TASKS TO CARRY OUT:
(A) Write out the part of the forum posts that starts with "Sending you all" and goes on through "day....perhaps one day.", word for word.
(B) According to the forum posts, what caused the heart condition in one of the twins?

*** SOURCE EXTRACT ***

Sending you all the warmth, comfort, and care that I can. Walk in peace.
Atulli....I am sorry to hear that your daughter has ra. I do remember reading it on the about board and my heart was breaking for you.
Wren...I truly get what you are saying. I am not even sure if I had ra if I wouldn't still have conceived. Children can be such a blessing and as with all things, their is chance. A chance that many things can go right too! I keep hoping that a cure comes one day. I knew that we have breast cancer in our family and I still conceived. I keep thinking that more needs to be done in the way of researching for a cure. Perhaps one day....perhaps one day.
For a variety of reasons, this post hit home for me both as a 4o yr. old woman without children and who has a significant autoimmune disease and as a daughter whose mother possible carries the BRCA gene and has had ovarian AND breast cancer...sometimes the guilt overwhelms her.
That being said, there are so many different illnesses that can be passed down that are not autoimmune and so many possible causes (viral,environmental) for autoimmune illness that you will never know. I know it is easy for me to say, but rather than worry and look back, cherish them....
I, too, have daughters that have been affected by these diseases. In fact, one of my twins has a heart condition because of a particular antibody I passed to her in the womb. It's odd maybe, but I have never even contemplated the question of whether or not I would have still had children had I known then what I know now. For those who have yet to have children - I cannot imagine the difficulties this presents. But like Christine suggested, I have much more to cherish than to fear!!!

*** End of SOURCE EXTRACT ***
*** DATA SHOWN ***

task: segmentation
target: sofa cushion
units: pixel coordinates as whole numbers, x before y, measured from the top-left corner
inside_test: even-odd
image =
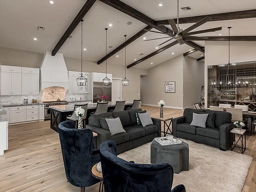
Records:
[[[142,137],[146,135],[145,129],[135,126],[128,126],[124,128],[126,132],[130,134],[130,140]]]
[[[129,115],[131,118],[131,121],[132,125],[136,124],[137,124],[137,117],[136,117],[136,112],[138,111],[141,111],[142,109],[141,108],[135,109],[129,109],[127,110],[129,112]]]
[[[183,116],[185,117],[185,123],[190,124],[193,119],[193,113],[204,112],[204,109],[195,109],[190,108],[187,108],[184,110]]]
[[[156,125],[152,124],[148,125],[146,127],[143,127],[142,125],[135,125],[133,126],[145,129],[146,135],[158,132],[158,126]]]
[[[215,139],[220,139],[220,134],[219,133],[219,128],[218,128],[197,127],[196,128],[196,135]]]
[[[113,116],[113,113],[111,112],[99,115],[92,115],[89,117],[88,124],[91,126],[95,126],[98,127],[101,127],[100,122],[100,117],[110,117]]]
[[[118,117],[120,118],[123,127],[132,125],[129,112],[127,110],[113,112],[113,116],[115,118]]]
[[[130,140],[130,134],[128,133],[118,133],[111,136],[111,140],[113,140],[117,145]]]
[[[210,110],[205,110],[205,112],[208,113]],[[216,114],[214,123],[215,127],[219,128],[221,125],[227,123],[231,122],[232,115],[228,112],[218,111],[212,111],[214,112]]]
[[[177,130],[188,132],[189,133],[196,134],[196,127],[190,125],[189,123],[183,123],[177,124]]]

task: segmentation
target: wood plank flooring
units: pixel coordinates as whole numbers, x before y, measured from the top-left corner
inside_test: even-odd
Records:
[[[159,108],[142,106],[157,116]],[[180,116],[182,110],[164,108],[164,115]],[[0,192],[78,192],[67,182],[59,136],[49,128],[49,121],[9,127],[9,149],[0,156]],[[256,191],[256,134],[247,137],[245,154],[253,161],[243,192]],[[243,163],[243,162],[241,162]],[[98,184],[86,191],[96,192]]]

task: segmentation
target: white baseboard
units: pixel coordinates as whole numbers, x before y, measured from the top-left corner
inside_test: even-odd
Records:
[[[141,105],[147,105],[150,106],[152,107],[159,107],[158,104],[142,104]],[[173,107],[173,106],[168,106],[166,105],[164,105],[164,108],[174,108],[176,109],[183,109],[183,108],[180,107]]]

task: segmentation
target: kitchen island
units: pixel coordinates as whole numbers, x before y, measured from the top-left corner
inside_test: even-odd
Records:
[[[125,109],[129,108],[132,105],[133,101],[125,101]],[[87,102],[80,102],[79,104],[86,104]],[[108,111],[112,110],[115,108],[116,101],[108,102]],[[95,111],[97,107],[97,103],[89,103],[87,108],[87,115],[85,120],[86,124],[88,123],[88,118],[90,116],[90,114]],[[51,128],[58,132],[59,124],[67,119],[67,116],[71,115],[74,110],[74,104],[63,105],[53,105],[50,106],[51,110]]]

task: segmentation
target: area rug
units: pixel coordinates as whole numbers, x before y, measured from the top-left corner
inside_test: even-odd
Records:
[[[252,157],[183,140],[189,146],[189,171],[174,174],[172,187],[189,192],[241,192]],[[118,155],[136,163],[150,163],[150,143]]]

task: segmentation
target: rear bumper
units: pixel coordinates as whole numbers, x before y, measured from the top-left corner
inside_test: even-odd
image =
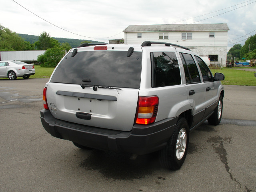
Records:
[[[54,118],[48,110],[40,111],[43,126],[52,136],[92,148],[138,154],[163,148],[172,136],[178,118],[145,126],[134,125],[131,131],[86,126]]]

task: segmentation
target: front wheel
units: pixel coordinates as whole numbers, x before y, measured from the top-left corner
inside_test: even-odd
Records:
[[[218,125],[220,124],[222,116],[223,105],[222,96],[220,95],[218,103],[218,106],[214,110],[214,112],[207,119],[208,123],[210,125]]]
[[[161,165],[171,170],[179,169],[187,155],[189,127],[186,120],[180,118],[167,145],[159,152]]]
[[[16,74],[13,71],[10,71],[8,73],[8,78],[10,80],[15,80],[17,78]]]

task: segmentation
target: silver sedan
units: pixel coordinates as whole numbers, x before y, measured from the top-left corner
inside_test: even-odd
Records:
[[[35,74],[34,65],[19,61],[0,61],[0,77],[15,80],[17,77],[27,79]]]

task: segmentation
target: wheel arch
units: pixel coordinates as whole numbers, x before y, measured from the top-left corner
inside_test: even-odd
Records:
[[[184,111],[180,115],[180,117],[184,117],[186,119],[190,128],[191,127],[193,123],[192,112],[192,110],[190,109]]]

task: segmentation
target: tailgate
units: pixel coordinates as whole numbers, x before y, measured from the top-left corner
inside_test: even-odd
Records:
[[[121,90],[51,82],[48,106],[56,118],[90,126],[130,131],[133,126],[139,89]]]

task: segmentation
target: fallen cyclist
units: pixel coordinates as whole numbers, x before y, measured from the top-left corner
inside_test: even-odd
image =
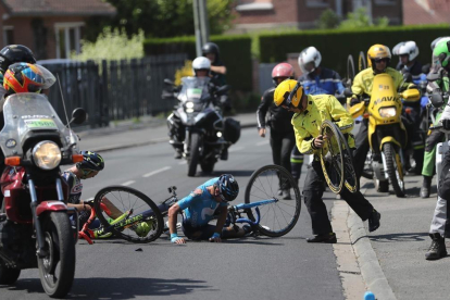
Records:
[[[238,238],[251,233],[249,225],[240,227],[225,227],[228,212],[228,202],[236,199],[239,185],[230,174],[223,174],[197,187],[188,196],[168,209],[168,228],[173,243],[186,243],[186,239],[178,237],[176,221],[183,212],[182,229],[191,240],[209,240],[221,242],[222,239]],[[218,214],[215,225],[209,224]]]

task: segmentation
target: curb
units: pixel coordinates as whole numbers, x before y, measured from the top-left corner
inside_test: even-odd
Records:
[[[362,180],[362,186],[363,185],[364,180]],[[361,190],[363,195],[366,189]],[[352,210],[350,210],[350,214],[347,218],[347,226],[349,228],[351,245],[367,289],[375,293],[377,299],[397,300],[397,297],[379,265],[375,250],[368,240],[364,224]]]

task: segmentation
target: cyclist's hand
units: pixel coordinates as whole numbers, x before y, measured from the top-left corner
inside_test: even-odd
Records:
[[[314,139],[313,142],[314,142],[314,147],[317,149],[324,147],[324,137],[320,135]]]
[[[217,234],[217,233],[214,233],[214,235],[212,235],[212,237],[210,237],[210,241],[211,242],[222,242],[221,235]]]

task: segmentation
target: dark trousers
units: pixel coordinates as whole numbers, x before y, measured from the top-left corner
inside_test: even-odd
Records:
[[[271,147],[274,164],[283,166],[289,173],[291,172],[290,152],[295,146],[296,137],[293,132],[277,132],[271,127]]]
[[[313,235],[333,233],[328,212],[326,211],[325,203],[322,199],[324,193],[324,183],[325,177],[321,162],[316,161],[314,158],[311,166],[308,167],[303,187],[304,204],[311,215]],[[372,207],[360,191],[352,193],[343,187],[340,196],[362,221],[367,220],[373,212],[374,207]]]

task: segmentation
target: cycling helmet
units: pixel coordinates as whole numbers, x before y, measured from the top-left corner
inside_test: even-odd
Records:
[[[397,43],[392,48],[393,55],[405,55],[408,54],[408,60],[411,62],[418,55],[418,47],[415,45],[415,41],[402,41]]]
[[[275,86],[278,85],[276,82],[278,77],[293,79],[293,67],[288,63],[278,63],[272,70],[272,79]]]
[[[235,200],[239,193],[239,185],[232,174],[222,174],[215,185],[218,187],[222,200],[226,202]]]
[[[78,170],[87,171],[102,171],[104,167],[104,160],[100,154],[91,151],[82,151],[83,162],[76,164]]]
[[[23,45],[9,45],[0,50],[0,71],[4,74],[13,63],[36,63],[35,55],[28,47]]]
[[[383,59],[387,59],[388,62],[386,65],[389,65],[389,62],[391,59],[389,47],[380,45],[380,43],[376,43],[372,46],[371,48],[368,48],[368,51],[367,51],[368,66],[372,66],[372,68],[375,70],[375,61],[383,60]]]
[[[286,105],[303,109],[299,107],[302,98],[303,87],[293,79],[284,80],[276,87],[274,92],[274,102],[277,107]]]
[[[218,46],[214,42],[211,42],[211,41],[207,42],[201,48],[201,53],[203,54],[203,57],[207,57],[208,53],[214,53],[215,54],[215,61],[217,61],[218,60]]]
[[[315,47],[308,47],[300,52],[299,66],[303,73],[314,72],[315,68],[321,65],[321,52],[318,52]]]
[[[46,76],[36,64],[12,64],[3,76],[3,87],[8,95],[16,92],[39,92],[45,86]]]

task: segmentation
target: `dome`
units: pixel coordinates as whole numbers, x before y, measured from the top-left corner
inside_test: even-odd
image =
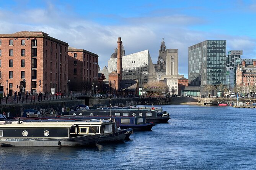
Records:
[[[115,52],[111,55],[110,58],[117,58],[117,49],[115,48]]]
[[[117,58],[117,53],[115,52],[113,53],[110,57],[110,58]]]

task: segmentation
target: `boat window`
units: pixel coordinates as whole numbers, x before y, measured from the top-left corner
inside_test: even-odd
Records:
[[[71,128],[70,128],[70,133],[71,134],[76,134],[77,133],[77,126],[72,126]]]
[[[88,127],[80,127],[79,134],[88,133]]]
[[[130,119],[121,119],[121,123],[130,123]]]
[[[23,136],[28,136],[28,133],[26,130],[24,130],[22,132],[22,135]]]
[[[143,117],[138,117],[138,123],[143,123]]]
[[[49,132],[49,131],[48,130],[46,130],[44,132],[44,135],[45,136],[49,136],[49,134],[50,134],[50,132]]]
[[[104,133],[111,133],[112,132],[112,124],[110,124],[109,125],[106,125],[104,127]]]

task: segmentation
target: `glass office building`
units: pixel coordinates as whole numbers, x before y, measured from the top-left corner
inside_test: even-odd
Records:
[[[206,40],[189,47],[189,86],[226,85],[226,44]]]

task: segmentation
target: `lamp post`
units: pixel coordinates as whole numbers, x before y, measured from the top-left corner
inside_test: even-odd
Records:
[[[39,80],[39,93],[41,93],[41,80]]]
[[[25,96],[25,87],[26,87],[26,80],[23,79],[23,98],[24,98]]]
[[[6,98],[8,98],[8,80],[6,80]]]
[[[69,97],[69,85],[68,83],[70,81],[70,80],[68,80],[68,81],[67,82],[67,83],[68,84],[68,97]]]

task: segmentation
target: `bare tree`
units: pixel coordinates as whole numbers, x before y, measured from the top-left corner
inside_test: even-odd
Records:
[[[215,86],[213,85],[206,85],[204,86],[204,90],[208,92],[208,97],[210,97],[210,91],[214,89]]]

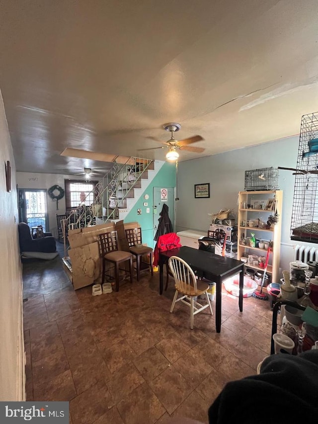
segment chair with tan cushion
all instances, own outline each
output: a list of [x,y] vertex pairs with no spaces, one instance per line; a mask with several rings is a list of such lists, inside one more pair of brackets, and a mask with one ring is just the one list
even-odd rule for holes
[[[150,267],[151,275],[154,275],[154,269],[153,268],[153,251],[152,248],[148,246],[144,246],[142,244],[141,228],[129,229],[125,230],[126,237],[128,242],[129,250],[131,253],[136,256],[137,260],[137,281],[139,281],[139,275],[142,264],[147,265],[147,267]],[[145,255],[150,255],[149,262],[143,260],[143,256]]]
[[[203,311],[206,308],[210,308],[211,315],[213,312],[211,306],[210,299],[208,295],[209,284],[197,280],[194,272],[189,265],[180,257],[171,256],[169,258],[169,268],[174,278],[175,292],[170,310],[172,312],[176,302],[181,301],[190,307],[190,328],[193,329],[193,317],[196,314]],[[181,296],[178,298],[180,293]],[[205,294],[207,304],[202,305],[194,300],[195,296]]]
[[[102,285],[105,281],[106,275],[106,262],[110,262],[114,264],[115,268],[115,280],[116,291],[119,290],[119,270],[129,273],[130,282],[133,282],[133,255],[130,252],[118,250],[117,232],[110,231],[99,234],[99,245],[102,258]],[[119,265],[125,262],[129,263],[129,271],[125,268],[120,268]]]

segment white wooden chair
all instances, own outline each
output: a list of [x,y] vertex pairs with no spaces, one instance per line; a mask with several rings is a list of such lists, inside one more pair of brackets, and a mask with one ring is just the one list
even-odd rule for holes
[[[190,328],[193,329],[193,317],[196,314],[201,312],[206,308],[210,308],[211,315],[213,312],[211,306],[210,299],[207,291],[209,284],[196,279],[194,272],[189,265],[180,257],[171,256],[169,258],[169,267],[174,278],[175,293],[173,297],[172,304],[170,310],[172,312],[176,302],[181,301],[187,305],[190,308]],[[180,293],[181,297],[178,298]],[[195,296],[205,294],[207,304],[202,305],[194,300]]]

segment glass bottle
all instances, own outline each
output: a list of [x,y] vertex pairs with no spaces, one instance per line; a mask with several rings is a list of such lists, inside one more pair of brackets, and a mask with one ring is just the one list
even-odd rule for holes
[[316,309],[316,306],[312,302],[311,298],[309,297],[310,294],[310,277],[313,274],[313,271],[307,270],[305,271],[305,286],[304,288],[304,296],[303,296],[298,301],[300,305],[307,308],[307,306],[310,306],[313,309]]

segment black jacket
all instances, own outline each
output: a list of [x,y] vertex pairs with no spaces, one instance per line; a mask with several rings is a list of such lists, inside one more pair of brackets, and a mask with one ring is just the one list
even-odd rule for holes
[[159,215],[160,218],[158,220],[159,221],[158,228],[154,239],[156,241],[158,240],[160,236],[164,236],[164,234],[166,234],[168,233],[173,232],[172,224],[169,218],[169,208],[166,203],[163,203],[162,209]]

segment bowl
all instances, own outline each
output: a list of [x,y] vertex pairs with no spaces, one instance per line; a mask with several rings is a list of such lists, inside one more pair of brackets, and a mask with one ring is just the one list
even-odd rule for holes
[[285,315],[286,319],[291,324],[294,326],[299,326],[303,322],[302,321],[302,315],[304,311],[297,309],[289,305],[285,306]]
[[[235,275],[224,282],[224,287],[230,294],[238,297],[239,291],[239,277]],[[243,297],[249,297],[257,288],[257,285],[254,280],[244,276],[244,285],[243,286]]]

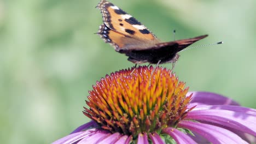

*** End of DATA SHOWN ***

ANSWERS PROVIDED:
(A)
Sending you all the warmth, comfort, and care that I can. Walk in peace.
Atulli....I am sorry to hear that your daughter has ra. I do remember reading it on the about board and my heart was breaking for you.
Wren...I truly get what you are saying. I am not even sure if I had ra if I wouldn't still have conceived. Children can be such a blessing and as with all things, their is chance. A chance that many things can go right too! I keep hoping that a cure comes one day. I knew that we have breast cancer in our family and I still conceived. I keep thinking that more needs to be done in the way of researching for a cure. Perhaps one day....perhaps one day.

(B) A particular antibody passed to her in the womb.